▸ **PASSAGE GIVEN**
>>>>
Finding quality applicants for your company is time-consuming work—especially if you’re looking to hire a large number of workers at once. So it’s extremely frustrating to sift through hundreds of resumes or make time for interviews, only to find out the people applying for your open position(s) aren’t even close to what you were looking for!
Here are some possible causes for an influx of low-quality applicants for your job posting.
Whether you’re simply posting open positions to job boards or doing more hands-on recruiting at job fairs, it’s discouraging to get responses only from those who don’t qualify for your positions. Here’s what could be going wrong:
First of all, take a look at the qualifications you’re requiring for the position. Are they realistic? Conscientious applicants will see those requirements and not apply, while less-qualified people may send resumes anyway.
You may not be able to find someone with 10 years of experience in the industry, especially if it’s a relatively new technical field. You also can’t reject workers for not sticking with the same company for 10 years when, statistically, today’s workers only average between 3 and 5 years at one job.
Or perhaps you’re requiring applicants to have completed a list of certifications that aren’t actually a true test of skills. Of course, some certifications are critical to the field. But others may simply look great on paper without being a true reflection of necessary on-the-job talents. Consider whether there’s another, more accurate way to measure qualifications. By the same token, don’t refuse to consider “overqualified” candidates who may actually be a great fit.
It may be that your applicants are a poor fit because you’ve attracted them with a version of the job that just isn’t realistic. Perhaps your job description is lofty, is filled with buzzwords, and sounds important, but neglects to communicate the actual day-to-day nature of the job.
Or maybe you advertise your company as being “innovative,” “open to new ideas,” or featuring “plenty of upward growth opportunities” when in reality you’re looking for someone to come in and do a particular job a specific way.
When writing your job description, be transparent about your company and what you’re looking for. It’s better to be honest than write something glowing but insincere.
Maybe you have a perfectly written job description and very reasonable expectations for applicants. It could be you’re just not getting news of your open position into the right hands.
Evaluate the networks in which you’re advertising your available jobs. Do they include lots of people in your particular demographic, or are you just taking the “shotgun” approach and hoping that luck will be on your side?
If you aren’t tapping into the right networks and don’t know where to start, that’s where working with a staffing agency can be an enormous help.
<<<<
▸ **EXERCISE SET**
(a) Answer these questions using the article on low-quality job applicants:
(i) How long do today's workers average at one job?
(ii) Which three phrases might a company use in its ads that don't match what it is really looking for?
(iii) What can help a great deal if you aren't reaching the right networks and don't know where to start?
(b) Translate this sentence from the article on low-quality job applicants into Spanish: "It’s better to be honest than write something glowing but insincere."
(c) Do these statements agree with the article on low-quality job applicants? Answer yes or no for each, and quote the words that decide it.
(i) Every certification is a poor test of real skills.
(ii) Employers should not refuse to consider "overqualified" candidates.
(iii) Conscientious applicants will still apply when the stated requirements are unrealistic.

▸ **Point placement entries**
>>>>
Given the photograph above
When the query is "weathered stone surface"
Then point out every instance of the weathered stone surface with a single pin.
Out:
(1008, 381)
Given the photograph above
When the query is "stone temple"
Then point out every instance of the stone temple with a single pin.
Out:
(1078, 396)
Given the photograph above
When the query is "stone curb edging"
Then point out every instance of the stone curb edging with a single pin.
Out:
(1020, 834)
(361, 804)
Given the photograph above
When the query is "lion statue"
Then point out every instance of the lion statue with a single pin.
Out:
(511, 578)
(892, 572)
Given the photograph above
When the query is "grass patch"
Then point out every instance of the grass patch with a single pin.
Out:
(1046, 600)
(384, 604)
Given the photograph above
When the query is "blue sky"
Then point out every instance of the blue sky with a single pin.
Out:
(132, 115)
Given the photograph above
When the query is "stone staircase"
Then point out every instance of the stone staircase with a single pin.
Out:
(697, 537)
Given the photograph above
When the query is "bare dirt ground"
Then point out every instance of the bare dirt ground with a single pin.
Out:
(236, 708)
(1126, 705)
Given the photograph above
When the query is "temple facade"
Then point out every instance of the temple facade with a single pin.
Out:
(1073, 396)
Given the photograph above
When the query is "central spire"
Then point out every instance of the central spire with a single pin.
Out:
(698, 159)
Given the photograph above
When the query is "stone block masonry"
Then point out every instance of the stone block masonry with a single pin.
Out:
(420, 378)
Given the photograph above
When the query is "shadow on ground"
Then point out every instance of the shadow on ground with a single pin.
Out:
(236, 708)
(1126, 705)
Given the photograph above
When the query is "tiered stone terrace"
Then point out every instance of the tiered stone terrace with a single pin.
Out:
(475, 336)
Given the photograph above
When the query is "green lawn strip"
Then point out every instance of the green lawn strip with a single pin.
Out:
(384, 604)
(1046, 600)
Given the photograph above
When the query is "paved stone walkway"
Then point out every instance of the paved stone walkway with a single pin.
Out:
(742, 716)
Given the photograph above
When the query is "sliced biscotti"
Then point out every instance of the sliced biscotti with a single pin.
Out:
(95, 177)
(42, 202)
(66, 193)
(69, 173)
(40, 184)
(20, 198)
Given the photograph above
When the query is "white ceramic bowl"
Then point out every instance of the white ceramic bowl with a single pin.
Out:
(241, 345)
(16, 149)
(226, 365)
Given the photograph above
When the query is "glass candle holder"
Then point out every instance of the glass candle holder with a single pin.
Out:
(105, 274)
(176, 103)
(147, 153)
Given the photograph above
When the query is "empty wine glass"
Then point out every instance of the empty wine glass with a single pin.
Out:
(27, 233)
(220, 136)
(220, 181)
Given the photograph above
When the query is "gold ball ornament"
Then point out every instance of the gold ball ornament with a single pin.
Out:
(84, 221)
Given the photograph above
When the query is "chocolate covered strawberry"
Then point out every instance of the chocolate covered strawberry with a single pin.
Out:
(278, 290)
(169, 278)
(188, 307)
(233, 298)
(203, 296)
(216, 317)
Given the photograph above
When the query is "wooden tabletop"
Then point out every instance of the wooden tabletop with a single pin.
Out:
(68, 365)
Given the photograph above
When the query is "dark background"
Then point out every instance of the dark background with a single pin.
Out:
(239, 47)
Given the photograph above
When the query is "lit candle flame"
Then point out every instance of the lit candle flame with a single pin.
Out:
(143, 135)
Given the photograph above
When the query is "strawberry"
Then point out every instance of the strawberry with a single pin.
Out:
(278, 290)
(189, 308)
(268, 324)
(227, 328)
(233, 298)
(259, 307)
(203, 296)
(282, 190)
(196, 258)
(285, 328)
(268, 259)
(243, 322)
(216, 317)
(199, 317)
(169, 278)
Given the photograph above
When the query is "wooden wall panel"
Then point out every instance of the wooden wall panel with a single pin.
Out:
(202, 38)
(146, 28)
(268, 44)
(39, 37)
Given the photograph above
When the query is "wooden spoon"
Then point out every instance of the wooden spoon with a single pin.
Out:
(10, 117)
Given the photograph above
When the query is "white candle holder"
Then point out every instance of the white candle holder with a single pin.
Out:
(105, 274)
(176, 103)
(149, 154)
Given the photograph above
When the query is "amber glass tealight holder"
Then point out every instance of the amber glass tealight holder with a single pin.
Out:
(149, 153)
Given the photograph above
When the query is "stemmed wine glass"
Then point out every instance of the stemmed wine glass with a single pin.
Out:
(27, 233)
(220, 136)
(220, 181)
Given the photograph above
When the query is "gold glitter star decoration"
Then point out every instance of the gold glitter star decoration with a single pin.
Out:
<<<<
▸ **SOLUTIONS BELOW**
(a)
(i) Between 3 and 5 years.
(ii) "Innovative," "open to new ideas," and "plenty of upward growth opportunities."
(iii) Working with a staffing agency.

(b) Es mejor ser honesto que escribir algo elogioso pero poco sincero.

(c)
(i) No: "Of course, some certifications are critical to the field."
(ii) Yes: "don’t refuse to consider “overqualified” candidates who may actually be a great fit."
(iii) No: "Conscientious applicants will see those requirements and not apply"